- TASK INSTRUCTIONS -
Please identify every line in the rows below that contains the word "green" and copy each of those lines.

[Stored dataset items]
# # #

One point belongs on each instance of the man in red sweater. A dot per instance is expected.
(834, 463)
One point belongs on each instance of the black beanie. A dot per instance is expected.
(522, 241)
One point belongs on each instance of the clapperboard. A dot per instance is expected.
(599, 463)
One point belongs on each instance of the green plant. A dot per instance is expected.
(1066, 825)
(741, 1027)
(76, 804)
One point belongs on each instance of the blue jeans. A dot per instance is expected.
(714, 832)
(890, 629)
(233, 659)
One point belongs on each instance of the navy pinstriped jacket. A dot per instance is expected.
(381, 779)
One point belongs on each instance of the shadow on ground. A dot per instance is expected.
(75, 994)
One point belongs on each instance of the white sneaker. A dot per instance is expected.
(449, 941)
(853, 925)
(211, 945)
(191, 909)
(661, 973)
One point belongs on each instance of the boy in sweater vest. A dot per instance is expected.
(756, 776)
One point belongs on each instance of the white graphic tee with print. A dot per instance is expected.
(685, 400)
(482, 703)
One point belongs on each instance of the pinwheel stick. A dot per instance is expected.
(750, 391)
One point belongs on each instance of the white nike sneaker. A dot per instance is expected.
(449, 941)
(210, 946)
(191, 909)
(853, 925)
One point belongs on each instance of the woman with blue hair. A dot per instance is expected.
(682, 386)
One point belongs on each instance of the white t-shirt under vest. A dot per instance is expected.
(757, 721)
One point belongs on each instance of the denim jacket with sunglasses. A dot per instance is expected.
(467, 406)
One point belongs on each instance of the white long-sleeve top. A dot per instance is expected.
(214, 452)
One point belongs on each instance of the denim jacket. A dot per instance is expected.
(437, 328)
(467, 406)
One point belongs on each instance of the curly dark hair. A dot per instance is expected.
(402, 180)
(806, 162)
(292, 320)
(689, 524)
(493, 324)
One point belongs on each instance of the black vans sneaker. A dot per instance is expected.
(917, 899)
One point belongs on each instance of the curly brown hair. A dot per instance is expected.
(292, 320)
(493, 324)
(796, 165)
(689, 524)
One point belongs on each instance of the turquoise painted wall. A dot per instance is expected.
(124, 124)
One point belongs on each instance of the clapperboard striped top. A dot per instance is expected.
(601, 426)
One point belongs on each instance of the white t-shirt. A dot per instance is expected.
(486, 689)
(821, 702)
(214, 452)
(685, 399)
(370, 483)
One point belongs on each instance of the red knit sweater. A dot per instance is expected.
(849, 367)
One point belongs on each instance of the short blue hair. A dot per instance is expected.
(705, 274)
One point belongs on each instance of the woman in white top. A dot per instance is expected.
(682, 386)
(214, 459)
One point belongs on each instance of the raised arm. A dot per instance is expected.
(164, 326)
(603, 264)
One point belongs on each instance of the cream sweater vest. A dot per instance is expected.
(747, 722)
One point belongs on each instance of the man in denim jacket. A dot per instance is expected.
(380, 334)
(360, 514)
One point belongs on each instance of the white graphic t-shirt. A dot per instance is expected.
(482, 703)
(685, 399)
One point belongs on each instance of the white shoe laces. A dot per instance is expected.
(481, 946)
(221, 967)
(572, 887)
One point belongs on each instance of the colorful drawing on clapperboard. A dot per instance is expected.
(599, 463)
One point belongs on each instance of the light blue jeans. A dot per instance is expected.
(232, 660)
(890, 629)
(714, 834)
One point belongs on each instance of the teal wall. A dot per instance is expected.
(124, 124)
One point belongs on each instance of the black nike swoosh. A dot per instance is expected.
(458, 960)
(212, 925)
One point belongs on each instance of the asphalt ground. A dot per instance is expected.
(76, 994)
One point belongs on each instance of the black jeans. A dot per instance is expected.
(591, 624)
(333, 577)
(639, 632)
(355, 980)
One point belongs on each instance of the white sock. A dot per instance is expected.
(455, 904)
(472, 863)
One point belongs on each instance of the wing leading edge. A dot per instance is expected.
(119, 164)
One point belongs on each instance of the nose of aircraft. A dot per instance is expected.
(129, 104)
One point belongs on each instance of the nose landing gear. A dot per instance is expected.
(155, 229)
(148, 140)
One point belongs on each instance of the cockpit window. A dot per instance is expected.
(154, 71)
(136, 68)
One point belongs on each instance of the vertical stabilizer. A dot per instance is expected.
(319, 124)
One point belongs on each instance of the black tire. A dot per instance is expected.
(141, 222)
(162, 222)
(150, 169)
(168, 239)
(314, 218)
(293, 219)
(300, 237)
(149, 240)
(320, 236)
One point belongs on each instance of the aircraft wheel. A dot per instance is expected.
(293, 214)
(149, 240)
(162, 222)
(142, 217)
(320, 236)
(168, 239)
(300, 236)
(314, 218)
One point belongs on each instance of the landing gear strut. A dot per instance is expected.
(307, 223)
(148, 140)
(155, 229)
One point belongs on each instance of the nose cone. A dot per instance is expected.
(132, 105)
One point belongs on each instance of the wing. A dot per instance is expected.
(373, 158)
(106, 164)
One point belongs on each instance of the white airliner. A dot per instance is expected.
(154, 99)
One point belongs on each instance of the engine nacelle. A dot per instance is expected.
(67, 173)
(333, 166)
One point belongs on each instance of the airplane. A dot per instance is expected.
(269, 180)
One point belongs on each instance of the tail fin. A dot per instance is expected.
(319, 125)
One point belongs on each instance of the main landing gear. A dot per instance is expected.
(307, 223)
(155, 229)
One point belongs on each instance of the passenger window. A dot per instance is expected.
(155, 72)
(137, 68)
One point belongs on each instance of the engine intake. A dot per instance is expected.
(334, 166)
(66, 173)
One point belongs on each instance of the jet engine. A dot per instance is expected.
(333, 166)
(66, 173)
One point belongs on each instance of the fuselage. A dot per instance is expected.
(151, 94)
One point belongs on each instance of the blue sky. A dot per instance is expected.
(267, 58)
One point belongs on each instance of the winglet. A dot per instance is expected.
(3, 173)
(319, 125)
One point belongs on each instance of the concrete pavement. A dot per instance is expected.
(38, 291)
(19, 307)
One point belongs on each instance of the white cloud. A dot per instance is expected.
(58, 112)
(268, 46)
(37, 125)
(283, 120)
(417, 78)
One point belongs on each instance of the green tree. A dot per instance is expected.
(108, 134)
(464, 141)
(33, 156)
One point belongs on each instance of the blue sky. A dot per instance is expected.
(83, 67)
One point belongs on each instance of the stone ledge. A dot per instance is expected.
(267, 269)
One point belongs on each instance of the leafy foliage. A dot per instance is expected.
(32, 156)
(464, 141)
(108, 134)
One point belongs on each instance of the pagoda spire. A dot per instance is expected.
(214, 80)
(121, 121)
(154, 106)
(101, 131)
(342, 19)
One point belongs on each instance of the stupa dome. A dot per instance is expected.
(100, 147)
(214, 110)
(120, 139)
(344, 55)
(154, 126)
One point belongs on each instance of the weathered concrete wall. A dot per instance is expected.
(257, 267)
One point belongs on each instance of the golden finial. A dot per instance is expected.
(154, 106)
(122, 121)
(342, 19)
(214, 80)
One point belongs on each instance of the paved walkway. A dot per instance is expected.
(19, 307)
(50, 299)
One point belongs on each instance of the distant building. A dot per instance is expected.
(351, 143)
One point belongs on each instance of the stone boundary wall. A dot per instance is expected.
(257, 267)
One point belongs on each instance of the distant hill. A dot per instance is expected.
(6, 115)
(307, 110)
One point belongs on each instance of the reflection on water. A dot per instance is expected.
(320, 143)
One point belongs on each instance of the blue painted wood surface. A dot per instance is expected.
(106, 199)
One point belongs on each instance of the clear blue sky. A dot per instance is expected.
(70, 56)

# # #

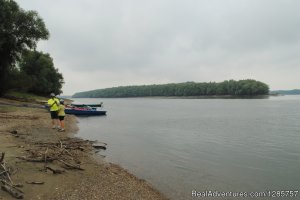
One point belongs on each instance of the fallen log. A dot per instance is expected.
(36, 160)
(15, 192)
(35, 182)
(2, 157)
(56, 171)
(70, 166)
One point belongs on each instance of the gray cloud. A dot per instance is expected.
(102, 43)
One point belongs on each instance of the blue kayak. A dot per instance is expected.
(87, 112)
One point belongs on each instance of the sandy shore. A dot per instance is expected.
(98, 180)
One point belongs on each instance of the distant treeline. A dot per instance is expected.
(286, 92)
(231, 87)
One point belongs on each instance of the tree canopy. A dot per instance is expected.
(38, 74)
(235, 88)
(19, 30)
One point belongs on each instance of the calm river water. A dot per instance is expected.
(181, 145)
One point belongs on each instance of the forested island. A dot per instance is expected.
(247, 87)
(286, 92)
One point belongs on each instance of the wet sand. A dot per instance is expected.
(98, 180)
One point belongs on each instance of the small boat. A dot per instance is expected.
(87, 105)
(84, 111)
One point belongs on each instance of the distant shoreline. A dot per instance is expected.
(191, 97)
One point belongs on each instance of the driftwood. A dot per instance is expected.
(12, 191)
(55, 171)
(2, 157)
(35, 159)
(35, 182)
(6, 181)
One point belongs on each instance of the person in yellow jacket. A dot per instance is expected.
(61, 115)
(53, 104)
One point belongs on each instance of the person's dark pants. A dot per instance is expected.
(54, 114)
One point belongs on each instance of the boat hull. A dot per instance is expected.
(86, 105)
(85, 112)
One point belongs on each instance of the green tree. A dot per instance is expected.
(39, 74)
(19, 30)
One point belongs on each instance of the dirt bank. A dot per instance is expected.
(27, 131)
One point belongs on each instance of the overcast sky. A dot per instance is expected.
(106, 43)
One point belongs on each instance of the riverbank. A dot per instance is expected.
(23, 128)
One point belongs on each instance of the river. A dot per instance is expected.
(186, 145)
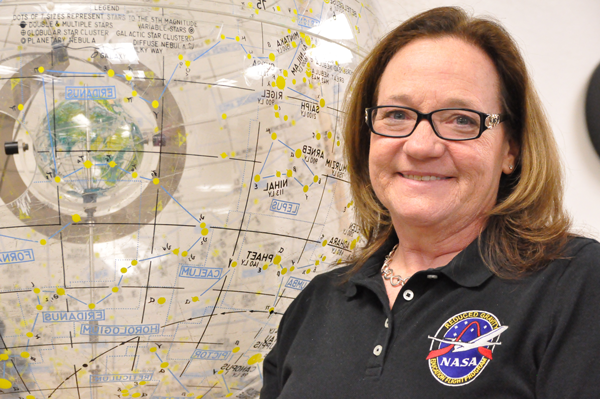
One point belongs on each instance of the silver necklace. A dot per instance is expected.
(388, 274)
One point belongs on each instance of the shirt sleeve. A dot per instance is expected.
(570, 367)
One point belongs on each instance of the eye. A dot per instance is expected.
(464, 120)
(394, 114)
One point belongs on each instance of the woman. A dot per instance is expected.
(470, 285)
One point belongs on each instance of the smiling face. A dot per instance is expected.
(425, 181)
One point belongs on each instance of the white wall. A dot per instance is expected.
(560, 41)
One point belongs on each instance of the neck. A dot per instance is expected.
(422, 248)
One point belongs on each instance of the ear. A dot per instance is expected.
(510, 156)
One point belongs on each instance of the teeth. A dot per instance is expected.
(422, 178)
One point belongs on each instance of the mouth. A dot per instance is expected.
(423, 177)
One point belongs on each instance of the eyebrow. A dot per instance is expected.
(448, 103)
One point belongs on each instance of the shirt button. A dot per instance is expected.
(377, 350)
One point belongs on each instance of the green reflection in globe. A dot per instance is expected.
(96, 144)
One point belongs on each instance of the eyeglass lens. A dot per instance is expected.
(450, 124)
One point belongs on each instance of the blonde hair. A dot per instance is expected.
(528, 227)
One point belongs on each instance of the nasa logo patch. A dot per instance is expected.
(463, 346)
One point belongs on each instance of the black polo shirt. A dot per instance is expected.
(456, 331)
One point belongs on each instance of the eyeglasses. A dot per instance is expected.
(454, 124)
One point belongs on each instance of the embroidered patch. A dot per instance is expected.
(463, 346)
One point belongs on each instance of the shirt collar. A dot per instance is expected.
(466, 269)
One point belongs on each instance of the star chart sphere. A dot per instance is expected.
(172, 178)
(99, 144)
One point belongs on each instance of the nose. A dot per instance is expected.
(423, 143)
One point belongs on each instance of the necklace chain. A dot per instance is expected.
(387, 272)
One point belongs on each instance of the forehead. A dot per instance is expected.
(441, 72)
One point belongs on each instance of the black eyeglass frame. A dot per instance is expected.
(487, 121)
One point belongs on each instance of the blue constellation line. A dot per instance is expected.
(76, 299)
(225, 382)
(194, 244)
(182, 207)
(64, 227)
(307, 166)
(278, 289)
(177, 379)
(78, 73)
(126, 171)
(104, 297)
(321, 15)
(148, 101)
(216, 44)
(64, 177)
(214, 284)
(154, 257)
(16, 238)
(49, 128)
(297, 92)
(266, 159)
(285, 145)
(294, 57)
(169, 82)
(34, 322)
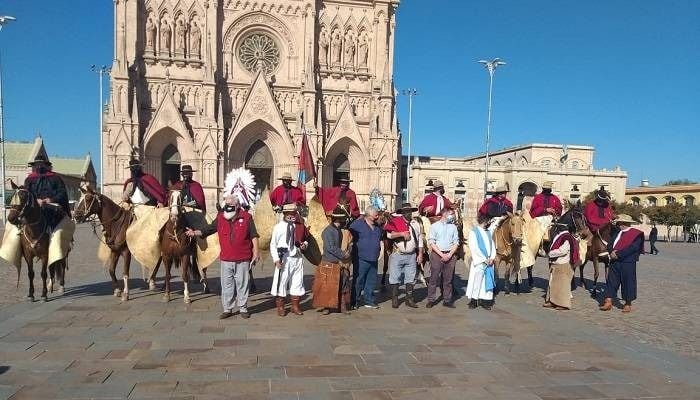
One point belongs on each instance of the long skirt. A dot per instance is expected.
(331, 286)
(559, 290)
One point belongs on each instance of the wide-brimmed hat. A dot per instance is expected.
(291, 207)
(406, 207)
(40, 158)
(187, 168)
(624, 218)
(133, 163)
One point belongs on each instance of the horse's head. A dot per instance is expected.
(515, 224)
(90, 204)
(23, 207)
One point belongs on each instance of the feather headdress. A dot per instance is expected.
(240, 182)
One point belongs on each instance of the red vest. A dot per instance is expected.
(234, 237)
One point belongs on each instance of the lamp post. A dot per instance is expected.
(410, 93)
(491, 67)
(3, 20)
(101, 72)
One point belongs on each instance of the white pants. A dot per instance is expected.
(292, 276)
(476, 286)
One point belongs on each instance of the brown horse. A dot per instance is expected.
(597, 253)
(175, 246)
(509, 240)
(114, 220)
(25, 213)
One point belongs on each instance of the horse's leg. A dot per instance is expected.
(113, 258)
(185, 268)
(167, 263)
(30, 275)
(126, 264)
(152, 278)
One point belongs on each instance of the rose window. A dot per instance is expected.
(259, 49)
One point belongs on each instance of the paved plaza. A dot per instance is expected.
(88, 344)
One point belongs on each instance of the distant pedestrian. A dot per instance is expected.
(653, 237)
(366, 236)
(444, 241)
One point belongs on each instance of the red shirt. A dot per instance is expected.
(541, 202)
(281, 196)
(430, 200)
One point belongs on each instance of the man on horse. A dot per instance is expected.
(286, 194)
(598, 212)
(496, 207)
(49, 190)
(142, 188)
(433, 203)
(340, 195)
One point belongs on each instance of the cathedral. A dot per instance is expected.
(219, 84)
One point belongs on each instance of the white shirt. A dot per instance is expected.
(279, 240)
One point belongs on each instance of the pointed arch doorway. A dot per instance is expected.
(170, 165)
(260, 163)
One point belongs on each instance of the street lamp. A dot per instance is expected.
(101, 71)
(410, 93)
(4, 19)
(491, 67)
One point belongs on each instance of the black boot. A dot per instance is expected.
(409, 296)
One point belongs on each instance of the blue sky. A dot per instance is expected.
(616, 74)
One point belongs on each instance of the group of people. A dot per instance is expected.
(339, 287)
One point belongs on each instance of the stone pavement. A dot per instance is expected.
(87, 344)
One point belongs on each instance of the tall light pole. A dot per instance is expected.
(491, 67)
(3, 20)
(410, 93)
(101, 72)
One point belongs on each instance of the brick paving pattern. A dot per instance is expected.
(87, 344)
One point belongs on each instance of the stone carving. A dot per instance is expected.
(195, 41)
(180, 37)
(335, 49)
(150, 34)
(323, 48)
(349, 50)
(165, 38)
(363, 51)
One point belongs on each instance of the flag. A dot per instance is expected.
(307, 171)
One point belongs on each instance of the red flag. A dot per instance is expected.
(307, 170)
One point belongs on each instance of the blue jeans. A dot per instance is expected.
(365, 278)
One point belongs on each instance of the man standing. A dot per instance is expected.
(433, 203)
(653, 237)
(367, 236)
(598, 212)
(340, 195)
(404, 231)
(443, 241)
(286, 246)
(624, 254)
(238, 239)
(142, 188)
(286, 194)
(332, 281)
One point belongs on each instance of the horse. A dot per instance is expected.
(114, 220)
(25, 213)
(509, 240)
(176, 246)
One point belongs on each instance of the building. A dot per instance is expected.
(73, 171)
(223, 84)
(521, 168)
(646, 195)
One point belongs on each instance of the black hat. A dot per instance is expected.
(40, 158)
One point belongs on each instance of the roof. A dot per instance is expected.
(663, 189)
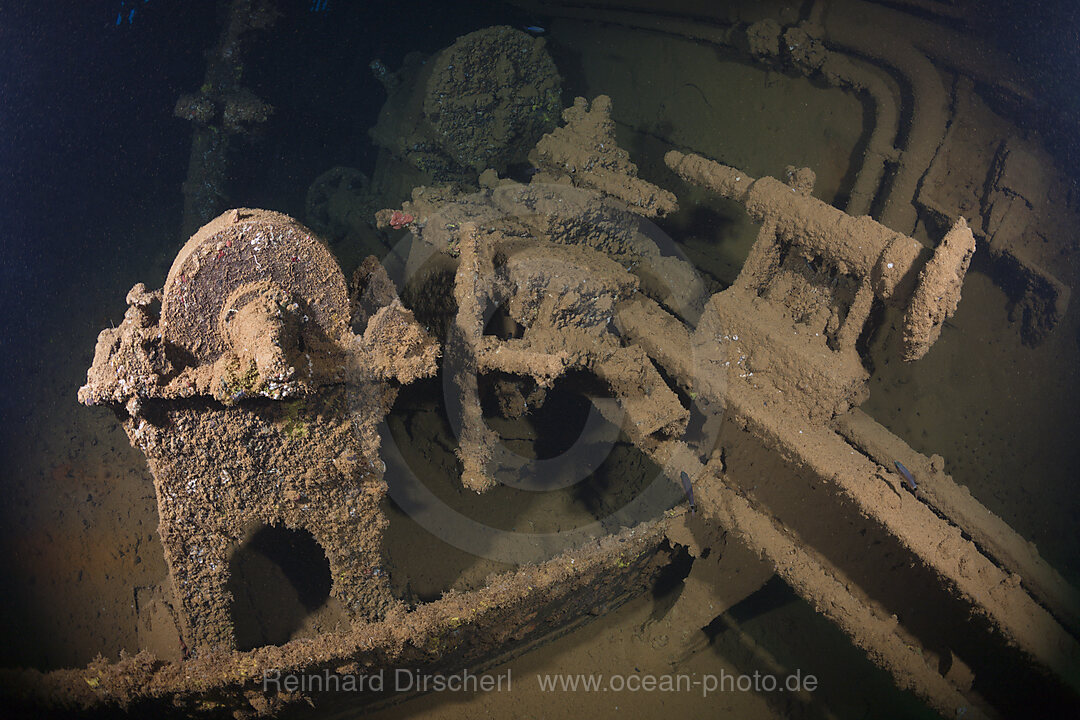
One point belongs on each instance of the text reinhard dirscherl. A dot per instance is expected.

# # #

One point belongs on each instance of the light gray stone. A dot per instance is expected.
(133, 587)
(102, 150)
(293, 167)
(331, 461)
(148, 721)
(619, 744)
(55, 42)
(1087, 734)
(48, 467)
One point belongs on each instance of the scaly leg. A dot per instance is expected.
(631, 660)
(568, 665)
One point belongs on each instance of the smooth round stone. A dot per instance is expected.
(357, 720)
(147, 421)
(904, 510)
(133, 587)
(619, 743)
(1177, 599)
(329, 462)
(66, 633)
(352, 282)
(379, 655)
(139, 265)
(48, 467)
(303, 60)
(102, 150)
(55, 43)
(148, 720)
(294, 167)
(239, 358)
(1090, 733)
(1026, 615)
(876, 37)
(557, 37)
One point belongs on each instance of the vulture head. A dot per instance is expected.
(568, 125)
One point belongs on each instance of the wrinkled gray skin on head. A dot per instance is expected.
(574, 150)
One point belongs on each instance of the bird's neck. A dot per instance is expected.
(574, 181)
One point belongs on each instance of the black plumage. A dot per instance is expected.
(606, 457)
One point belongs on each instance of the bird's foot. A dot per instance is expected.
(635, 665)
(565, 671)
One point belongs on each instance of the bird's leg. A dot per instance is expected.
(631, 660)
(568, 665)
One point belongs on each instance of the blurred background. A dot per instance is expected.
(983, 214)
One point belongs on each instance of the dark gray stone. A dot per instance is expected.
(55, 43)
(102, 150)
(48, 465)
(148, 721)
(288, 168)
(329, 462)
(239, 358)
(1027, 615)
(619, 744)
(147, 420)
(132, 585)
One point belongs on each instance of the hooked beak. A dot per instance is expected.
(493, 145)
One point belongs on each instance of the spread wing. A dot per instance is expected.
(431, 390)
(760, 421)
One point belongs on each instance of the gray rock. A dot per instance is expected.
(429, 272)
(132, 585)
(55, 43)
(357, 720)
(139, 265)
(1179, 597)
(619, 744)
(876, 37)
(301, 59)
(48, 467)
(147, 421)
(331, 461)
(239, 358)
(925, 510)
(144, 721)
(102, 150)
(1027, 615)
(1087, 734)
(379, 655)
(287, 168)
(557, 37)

# # #

- WRITTEN RESPONSE -
One point belongs on each instance of the green plant. A dot per instance is expected.
One point belongs on each instance of the green tree. A dot per instance is expected.
One point belongs on each instance of the green tree. A dot per instance is expected.
One point belongs on each instance of the green reflection in globe. A dot per instance is expected.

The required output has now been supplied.